Rewrite all of the lines below, and shift every point coordinate in the answers by -79 (add -79 to each number). Leave out the pictures.

:::

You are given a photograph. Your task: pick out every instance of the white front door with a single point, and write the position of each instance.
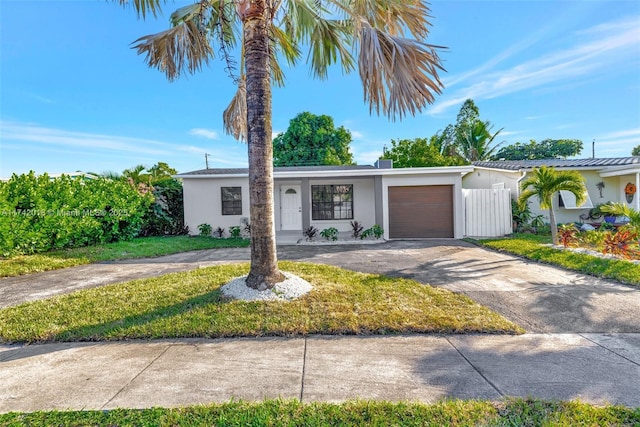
(290, 207)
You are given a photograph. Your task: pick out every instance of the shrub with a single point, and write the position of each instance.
(620, 243)
(235, 232)
(567, 235)
(330, 233)
(40, 213)
(310, 232)
(356, 229)
(375, 231)
(592, 238)
(165, 216)
(205, 230)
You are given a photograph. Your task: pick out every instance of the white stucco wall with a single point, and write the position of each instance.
(363, 203)
(427, 179)
(613, 190)
(203, 202)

:::

Solution to this task:
You are given a photograph. Your task: pick out every instance of the white front door with a single point, and write the position of each instance.
(211, 128)
You are given a photograph. Your task: pick out every instance of the shrub with a single point, and write the position of each instance.
(541, 164)
(156, 153)
(488, 156)
(251, 154)
(-39, 134)
(231, 153)
(277, 150)
(296, 152)
(513, 159)
(86, 137)
(126, 151)
You are given a photograph. Your task: pick out every instance of the white stucco wall with a single point, and write the position of each instance.
(284, 124)
(348, 100)
(534, 111)
(124, 123)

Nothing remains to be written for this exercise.